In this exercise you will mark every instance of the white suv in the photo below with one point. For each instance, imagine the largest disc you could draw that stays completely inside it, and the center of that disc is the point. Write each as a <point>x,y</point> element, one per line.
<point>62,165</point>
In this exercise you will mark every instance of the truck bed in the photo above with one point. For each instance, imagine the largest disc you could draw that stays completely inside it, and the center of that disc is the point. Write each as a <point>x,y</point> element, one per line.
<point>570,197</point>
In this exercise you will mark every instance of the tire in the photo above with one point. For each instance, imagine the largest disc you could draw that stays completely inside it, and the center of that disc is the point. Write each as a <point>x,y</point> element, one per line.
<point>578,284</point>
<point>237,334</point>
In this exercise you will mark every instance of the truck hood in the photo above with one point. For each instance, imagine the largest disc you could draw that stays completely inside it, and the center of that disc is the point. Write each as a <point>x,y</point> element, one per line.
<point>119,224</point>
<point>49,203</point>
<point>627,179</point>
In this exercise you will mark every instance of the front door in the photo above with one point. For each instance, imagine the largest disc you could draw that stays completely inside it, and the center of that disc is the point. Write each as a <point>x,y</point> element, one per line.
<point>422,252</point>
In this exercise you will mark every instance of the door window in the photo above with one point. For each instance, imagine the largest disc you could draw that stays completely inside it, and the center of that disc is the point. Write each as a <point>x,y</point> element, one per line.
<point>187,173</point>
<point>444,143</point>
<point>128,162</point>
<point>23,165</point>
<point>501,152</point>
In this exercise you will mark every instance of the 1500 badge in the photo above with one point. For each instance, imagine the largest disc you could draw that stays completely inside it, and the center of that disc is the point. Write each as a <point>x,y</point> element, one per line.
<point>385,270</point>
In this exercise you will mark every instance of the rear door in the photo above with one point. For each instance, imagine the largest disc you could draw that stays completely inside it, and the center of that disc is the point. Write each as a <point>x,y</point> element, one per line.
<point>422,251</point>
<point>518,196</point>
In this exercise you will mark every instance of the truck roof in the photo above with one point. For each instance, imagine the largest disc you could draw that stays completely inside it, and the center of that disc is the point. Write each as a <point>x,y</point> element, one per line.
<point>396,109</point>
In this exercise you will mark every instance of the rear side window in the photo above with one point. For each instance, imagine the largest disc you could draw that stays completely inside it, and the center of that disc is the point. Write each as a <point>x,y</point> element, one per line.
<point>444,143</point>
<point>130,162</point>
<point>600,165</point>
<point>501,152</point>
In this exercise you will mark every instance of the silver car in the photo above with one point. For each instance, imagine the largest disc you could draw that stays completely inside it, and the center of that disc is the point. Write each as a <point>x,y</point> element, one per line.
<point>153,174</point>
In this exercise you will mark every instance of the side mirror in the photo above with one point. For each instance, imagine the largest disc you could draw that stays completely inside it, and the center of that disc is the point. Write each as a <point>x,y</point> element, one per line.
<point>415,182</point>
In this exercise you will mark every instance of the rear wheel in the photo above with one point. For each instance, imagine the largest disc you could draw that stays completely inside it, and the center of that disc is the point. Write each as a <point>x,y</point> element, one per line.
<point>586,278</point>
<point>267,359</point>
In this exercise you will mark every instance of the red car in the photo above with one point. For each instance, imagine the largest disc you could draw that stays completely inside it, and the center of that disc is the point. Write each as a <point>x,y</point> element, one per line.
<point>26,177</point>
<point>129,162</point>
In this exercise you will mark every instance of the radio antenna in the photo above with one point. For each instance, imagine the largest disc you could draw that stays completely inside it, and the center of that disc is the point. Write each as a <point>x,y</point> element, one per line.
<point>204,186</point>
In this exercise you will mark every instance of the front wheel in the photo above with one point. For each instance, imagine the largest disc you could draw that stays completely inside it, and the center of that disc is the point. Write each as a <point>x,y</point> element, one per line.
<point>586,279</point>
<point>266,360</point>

****

__Task statement__:
Reproduce all of the records above word for word, keeping every line in its original order.

__Written response__:
In this exercise you will mark every instance of the white suv in the photo below with one point. For each instance, imagine the largest disc you could draw that stays completely inside it, and the center of that disc is the point. Write each as a <point>x,y</point> element, one per line.
<point>62,165</point>
In this exercise you will mark every instance of the truck bed in the photo above with one point. For each instance, imagine the largest disc you could draw that stays completely inside it, and the center of that disc is the point. Write each as a <point>x,y</point> element, one per line.
<point>570,197</point>
In this exercise you will mark every instance of the tire in the photo above with one point. For each instance, imagine the largest disc you could draw that stays completely inside it, and the center of that disc is the point. Write each as a <point>x,y</point> element, one per line.
<point>578,284</point>
<point>237,334</point>
In this exercise you will mark every instance of the truck hood in the photo above with one point. For each instance, imagine the largest disc you could draw that stays completely inside it, and the center of that disc is the point. Write each as a <point>x,y</point> element, one per line.
<point>119,224</point>
<point>49,203</point>
<point>627,179</point>
In this exercise you will mark every instance of the front door in the photo above with one point. For each instance, imagine the largest disc you could draw that stays completely inside it, and the center of that disc is the point. Write each as a <point>x,y</point> element, one per line.
<point>422,252</point>
In this exercise you will mark every instance of the door window in the photo above with one point. For each instance, imagine the largest disc you could draw that stays completely inside it, and the center of that disc is the point. Write each as a <point>x,y</point> element, one per line.
<point>187,173</point>
<point>444,143</point>
<point>128,162</point>
<point>23,165</point>
<point>501,152</point>
In this exercise you will mark every instance of the 1500 badge in the photo above with one point. For each instance, imagine the largest disc you could draw that stays completely inside it, and the center of that disc is the point. Write each as a <point>x,y</point> element, one per line.
<point>385,270</point>
In this exercise you will mark every instance of the rear door in the photo above with one point. For each instance, imagine the largest disc you could draw that stays completely inside it, and the center of that disc is the point. Write each as a <point>x,y</point> element, one per line.
<point>422,251</point>
<point>518,196</point>
In this exercise you will mark every instance of the truck roof in the photo above with one point. For each instance, imagine the largest disc you could draw that stays completely inside it, and the center of that disc is the point. Write each as a <point>x,y</point> element, one per line.
<point>396,109</point>
In this exercise you will mark every instance of the rear side window in the photo above with one point. For each instance, imagine the largest disc you could draw that stays completely inside it, and the center of that disc is the point. Write each as a <point>x,y</point> element, one per line.
<point>444,143</point>
<point>130,162</point>
<point>600,165</point>
<point>501,152</point>
In this exercise you will mark every instance of the silver car in the photo above with one point. For each instance, imagine the largest disc you could draw that stays completely inside it, and the center of that disc is the point. Write each as a <point>x,y</point> element, one per line.
<point>153,174</point>
In this exercise you will mark every instance of the side mirror in the photo above with one point. For each instance, imagine the largest disc you could draw that stays completely inside it, and the center of that disc is the point. Write each as a <point>x,y</point> element, one per line.
<point>415,182</point>
In this exercise you will mark every instance of the rear wheel in the photo above with one point. For each instance, imagine the largest disc you could draw that stays completely inside it, and the center of that disc is the point. Write each as a <point>x,y</point> element, one per line.
<point>586,278</point>
<point>267,359</point>
In this exercise you will mark every instance of the red car in the photo above with one point. For each instance, imagine the largest disc you could draw that stays completely inside it, and the center of that disc is the point. Write each as a <point>x,y</point> element, one per line.
<point>26,177</point>
<point>129,162</point>
In this exercise you will mark every instance of the radio antenna in the photo above with one point. For each instance, imagine the largest disc you could draw that stays completely inside it, and the center of that disc is the point. Write each as a <point>x,y</point> element, one per line.
<point>204,186</point>
In this exercise you will mark every instance of the front wheel in the photo above with one point. For each instance, imagine the largest disc you could draw that stays completely inside it, and the center of that disc is the point. Write each as a <point>x,y</point> element, one per line.
<point>586,279</point>
<point>266,360</point>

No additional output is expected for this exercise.